§ **Material for the task**

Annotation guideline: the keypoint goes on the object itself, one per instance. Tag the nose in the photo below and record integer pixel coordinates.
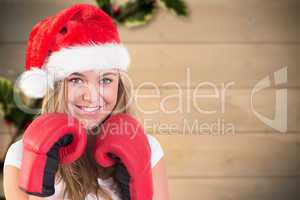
(91, 94)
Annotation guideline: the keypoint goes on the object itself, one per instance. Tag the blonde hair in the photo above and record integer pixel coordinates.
(80, 177)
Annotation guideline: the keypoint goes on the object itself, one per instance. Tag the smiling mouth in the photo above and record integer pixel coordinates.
(87, 109)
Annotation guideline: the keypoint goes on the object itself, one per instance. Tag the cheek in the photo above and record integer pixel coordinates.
(73, 93)
(110, 95)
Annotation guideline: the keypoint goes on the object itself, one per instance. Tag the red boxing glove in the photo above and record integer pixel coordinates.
(122, 136)
(50, 139)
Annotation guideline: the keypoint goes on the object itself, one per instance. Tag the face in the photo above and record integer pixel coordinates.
(92, 95)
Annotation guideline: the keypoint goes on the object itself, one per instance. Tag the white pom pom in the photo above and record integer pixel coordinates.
(34, 82)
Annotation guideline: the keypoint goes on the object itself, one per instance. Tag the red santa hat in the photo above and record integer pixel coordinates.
(79, 38)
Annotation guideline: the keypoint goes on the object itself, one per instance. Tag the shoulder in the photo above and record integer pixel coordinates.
(14, 154)
(157, 151)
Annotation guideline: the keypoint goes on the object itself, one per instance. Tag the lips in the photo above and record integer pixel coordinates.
(88, 109)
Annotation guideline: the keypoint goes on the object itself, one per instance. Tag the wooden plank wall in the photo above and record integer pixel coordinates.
(223, 41)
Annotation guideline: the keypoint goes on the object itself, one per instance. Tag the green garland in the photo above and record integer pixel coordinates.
(135, 13)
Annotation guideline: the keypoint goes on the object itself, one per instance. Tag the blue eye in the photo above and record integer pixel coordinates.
(75, 80)
(106, 80)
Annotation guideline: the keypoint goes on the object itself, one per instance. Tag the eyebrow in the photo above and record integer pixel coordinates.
(105, 74)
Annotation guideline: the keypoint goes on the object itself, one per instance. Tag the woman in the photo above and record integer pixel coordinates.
(75, 61)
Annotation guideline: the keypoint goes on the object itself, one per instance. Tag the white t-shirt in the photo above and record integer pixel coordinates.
(14, 158)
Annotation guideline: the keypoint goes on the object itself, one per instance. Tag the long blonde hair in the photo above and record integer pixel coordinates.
(80, 177)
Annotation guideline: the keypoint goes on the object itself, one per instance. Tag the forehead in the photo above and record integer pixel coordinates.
(97, 72)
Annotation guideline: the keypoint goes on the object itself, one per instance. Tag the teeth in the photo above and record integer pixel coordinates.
(89, 109)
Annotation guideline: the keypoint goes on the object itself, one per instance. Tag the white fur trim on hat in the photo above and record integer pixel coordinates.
(34, 82)
(62, 63)
(90, 57)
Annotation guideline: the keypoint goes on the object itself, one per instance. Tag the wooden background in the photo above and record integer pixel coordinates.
(222, 41)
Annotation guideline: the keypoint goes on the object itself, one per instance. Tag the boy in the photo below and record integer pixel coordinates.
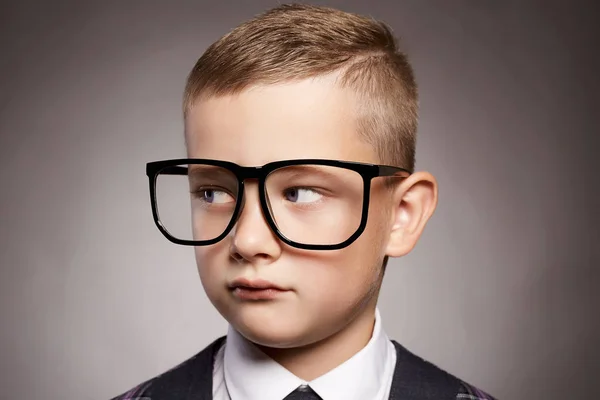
(300, 132)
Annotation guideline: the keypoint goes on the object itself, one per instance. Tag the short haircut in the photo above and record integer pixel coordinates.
(298, 41)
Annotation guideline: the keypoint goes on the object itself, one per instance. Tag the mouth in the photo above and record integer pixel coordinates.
(256, 289)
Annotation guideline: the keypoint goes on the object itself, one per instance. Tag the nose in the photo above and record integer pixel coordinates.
(253, 241)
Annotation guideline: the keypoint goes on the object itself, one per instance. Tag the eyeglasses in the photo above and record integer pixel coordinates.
(312, 204)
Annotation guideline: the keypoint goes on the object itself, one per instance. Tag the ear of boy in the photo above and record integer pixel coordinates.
(414, 201)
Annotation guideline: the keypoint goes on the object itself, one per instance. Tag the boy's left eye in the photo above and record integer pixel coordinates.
(302, 195)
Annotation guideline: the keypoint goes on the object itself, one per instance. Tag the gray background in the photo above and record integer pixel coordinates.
(502, 290)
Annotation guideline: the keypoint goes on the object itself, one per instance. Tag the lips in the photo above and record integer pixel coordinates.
(256, 284)
(255, 289)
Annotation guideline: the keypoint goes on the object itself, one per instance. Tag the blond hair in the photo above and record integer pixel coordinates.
(299, 41)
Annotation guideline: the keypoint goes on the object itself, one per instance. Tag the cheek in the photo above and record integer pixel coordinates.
(208, 262)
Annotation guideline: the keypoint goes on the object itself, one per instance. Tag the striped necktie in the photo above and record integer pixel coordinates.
(303, 392)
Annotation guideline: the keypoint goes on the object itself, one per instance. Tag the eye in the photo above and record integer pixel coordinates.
(302, 195)
(213, 196)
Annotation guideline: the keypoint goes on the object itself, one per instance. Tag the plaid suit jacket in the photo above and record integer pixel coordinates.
(414, 379)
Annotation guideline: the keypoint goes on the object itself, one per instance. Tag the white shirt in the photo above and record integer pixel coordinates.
(243, 372)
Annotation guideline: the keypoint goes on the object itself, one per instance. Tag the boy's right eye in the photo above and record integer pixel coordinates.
(214, 196)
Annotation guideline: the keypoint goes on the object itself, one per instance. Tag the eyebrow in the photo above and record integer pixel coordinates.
(300, 170)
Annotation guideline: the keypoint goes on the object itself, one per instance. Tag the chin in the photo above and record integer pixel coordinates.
(270, 330)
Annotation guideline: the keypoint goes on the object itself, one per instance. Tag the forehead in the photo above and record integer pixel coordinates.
(311, 118)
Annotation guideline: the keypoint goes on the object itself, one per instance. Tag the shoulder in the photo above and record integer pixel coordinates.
(469, 392)
(417, 378)
(191, 377)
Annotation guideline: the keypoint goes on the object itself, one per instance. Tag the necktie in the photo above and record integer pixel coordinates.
(303, 393)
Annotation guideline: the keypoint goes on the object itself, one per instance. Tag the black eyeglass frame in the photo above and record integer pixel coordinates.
(172, 167)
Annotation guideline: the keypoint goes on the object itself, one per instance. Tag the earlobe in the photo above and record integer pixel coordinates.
(415, 200)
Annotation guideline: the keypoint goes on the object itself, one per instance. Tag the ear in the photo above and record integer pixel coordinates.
(415, 200)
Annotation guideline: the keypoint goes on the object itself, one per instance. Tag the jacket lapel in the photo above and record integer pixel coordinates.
(417, 379)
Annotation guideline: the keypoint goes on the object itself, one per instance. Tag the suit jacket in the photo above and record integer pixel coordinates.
(414, 379)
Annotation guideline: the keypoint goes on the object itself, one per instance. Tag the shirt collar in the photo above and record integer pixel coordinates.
(252, 375)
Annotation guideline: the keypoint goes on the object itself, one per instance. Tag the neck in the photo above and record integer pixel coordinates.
(316, 359)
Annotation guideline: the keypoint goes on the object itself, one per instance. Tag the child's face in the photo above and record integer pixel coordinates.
(326, 289)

§ **Problem description**
The material is to be written out word for word, and the pictures are to be left out.

§ **Response below**
Annotation guideline: the keypoint goes on the object itself, one per instance. Tag the nose in the photo below and record integer pixel coordinates.
(91, 94)
Annotation guideline: the keypoint goes on the object itself, one per instance. Tag the blonde hair in the photo above and record integer pixel coordinates.
(80, 177)
Annotation guideline: the keypoint goes on the object itself, one per instance. Tag the smiling mouth in the photo above and record integer pixel coordinates.
(87, 109)
Annotation guideline: the keypoint goes on the object itself, one per instance. Tag the cheek in the photo above and record integer pixel coordinates.
(73, 93)
(110, 95)
Annotation guideline: the keypoint goes on the object itself, one per instance. Tag the red boxing glove in the photo above and record integer pixel coordinates.
(122, 136)
(50, 139)
Annotation guideline: the keypoint goes on the object itself, one per instance. Tag the face in the photo above and record integer pixel coordinates.
(92, 95)
Annotation guideline: the keypoint goes on the object itself, one per instance. Tag the white pom pom in the photo above and record integer pixel coordinates.
(34, 82)
Annotation guideline: the keypoint goes on the object itself, one per instance. Tag the red santa hat in the photo above and record integer pixel coordinates.
(79, 38)
Annotation guideline: the keypoint goes on the object itself, one per instance. Tag the shoulder in the photo above and record integer pixel coordinates.
(14, 154)
(157, 151)
Annotation guideline: the keypoint goes on the object itself, one per instance. Tag the lips in the photo above and record integer pixel coordinates.
(88, 109)
Annotation guideline: the keypoint goes on the object itself, one per instance. Tag the wooden plank wall in the photo above and record integer pixel coordinates.
(223, 41)
Annotation guideline: the keypoint goes on the object itself, one per instance. Tag the green garland in the photo above and record integer pixel coordinates.
(135, 13)
Annotation guideline: the keypoint goes on the object itself, one per instance. Tag the blue eye in the photo above and record integer pixel coordinates.
(75, 80)
(106, 80)
Annotation guideline: the keypoint goes on the object itself, one per instance. Tag the eyebrow in the photo above and record integer pixel coordinates.
(105, 74)
Annotation guideline: the keypoint goes on the object itself, one per instance. Tag the woman in the photo above and record integer pixel coordinates.
(75, 61)
Annotation guideline: the keypoint goes on the object itself, one per instance. Tag the white t-shirt in the photo above and record integer pixel coordinates.
(14, 158)
Annotation guideline: the keypoint goes on the object itself, one per instance. Tag the long blonde hair in the photo above and record integer pixel coordinates.
(80, 177)
Annotation guideline: the keypoint goes on the object itself, one per instance. Tag the forehead in the photo above and record integer pixel coordinates.
(97, 72)
Annotation guideline: the keypoint goes on the object itself, one per instance. Tag the teeth in the photo above and record integer pixel coordinates.
(89, 109)
Annotation guideline: the keypoint goes on the object itself, one per instance. Tag the white fur trim on hat in the photo above and record integer pixel coordinates.
(34, 82)
(62, 63)
(90, 57)
Annotation guideline: the keypoint goes on the object itself, one per instance. Tag the wooden background in the photo above and record integer pixel coordinates.
(222, 41)
Annotation guideline: the keypoint goes on the object itself, one per instance. Tag the boy in the photo below and record integer pixel coordinates.
(300, 132)
Annotation guideline: the keypoint goes on the object itself, one per instance. Tag the short haircut in the photo above and record integer pixel coordinates.
(298, 41)
Annotation guideline: the keypoint goes on the object itself, one per instance. Tag the mouth in the photo above and record integer pixel coordinates.
(256, 289)
Annotation guideline: the keypoint goes on the object itself, one per instance. Tag the nose in the photo above and record integer pixel coordinates.
(253, 241)
Annotation guideline: the keypoint goes on the object itself, one per instance. Tag the eyeglasses in the photo above and record integer pixel coordinates.
(312, 204)
Annotation guideline: the keypoint goes on the object itself, one per instance. Tag the ear of boy in the photo above and record integer pixel coordinates.
(414, 201)
Annotation guideline: the keypoint goes on the object itself, one per instance. Tag the boy's left eye in the photo above and record integer pixel coordinates.
(302, 195)
Annotation guideline: the keypoint goes on the object itself, one per instance. Tag the gray background in the photo above and record integer pixel coordinates.
(502, 290)
Annotation guideline: the keypoint goes on the object itself, one per instance. Tag the lips in the photo above and record integer pixel coordinates.
(256, 284)
(255, 289)
Annotation guideline: the keypoint goes on the object itself, one per instance. Tag the blond hair in the photo above and record integer pixel coordinates.
(299, 41)
Annotation guideline: the keypoint goes on the object itself, one per instance. Tag the cheek in the photo above and record integer pixel coordinates.
(208, 262)
Annotation guideline: the keypoint goes on the object itself, one per instance. Tag the striped necktie in the photo above and record integer pixel coordinates.
(303, 392)
Annotation guideline: the keypoint goes on the object itself, one per instance. Tag the eye in the photo above and record integer pixel coordinates.
(302, 195)
(213, 196)
Annotation guideline: the keypoint goes on the object itself, one per instance. Tag the plaid suit jacket in the photo above and record integer pixel coordinates.
(414, 379)
Annotation guideline: the keypoint goes on the object itself, one per instance. Tag the white shirt in the photo above and record integer pixel coordinates.
(243, 372)
Annotation guideline: the keypoint goes on the object itself, one per instance. Tag the boy's right eye in the photo above and record integer pixel coordinates.
(214, 196)
Annotation guideline: the keypoint goes on the object itself, one per instance. Tag the eyebrow in the photo above and record integer pixel coordinates.
(300, 170)
Annotation guideline: the keypoint goes on the object itself, one per instance. Tag the chin in the photo above and record integer pixel coordinates.
(270, 330)
Annotation guideline: the keypoint goes on the object itself, one per instance. Tag the forehead in the photo above and record integer pixel coordinates.
(311, 118)
Annotation guideline: the keypoint goes on the object itself, one per instance. Tag the shoulder in the photo above and record integer pixel coordinates.
(469, 392)
(417, 378)
(191, 377)
Annotation guideline: the keypoint goes on the object itself, one per instance. Tag the necktie in the photo above and record integer pixel coordinates.
(303, 393)
Annotation guideline: the keypoint goes on the object itself, one per instance. Tag the black eyeglass frame in the photo above and record integer pixel coordinates.
(172, 167)
Annotation guideline: the keypoint goes on the object itself, one per instance. Tag the earlobe in the photo above and record integer pixel coordinates.
(415, 200)
Annotation guideline: the keypoint goes on the object itself, one per instance. Tag the ear in the photo above and record integer pixel coordinates.
(415, 200)
Annotation guideline: the keypoint goes on the object itself, one per instance. Tag the jacket lapel in the photo above and record integer pixel coordinates.
(417, 379)
Annotation guideline: the keypoint goes on the object itself, one per instance. Tag the suit jacket in the photo above and record integer pixel coordinates.
(414, 379)
Annotation guideline: the keypoint goes on the object itself, one per instance. Tag the shirt collar in the photo above and record integer pixel coordinates.
(252, 375)
Annotation guideline: the keypoint goes on the object itself, one per instance. Tag the neck in the photo above and record integer pixel coordinates.
(316, 359)
Annotation guideline: the keypoint goes on the object itself, one per instance. Tag the child's face in the photo above and record integer pixel coordinates.
(326, 289)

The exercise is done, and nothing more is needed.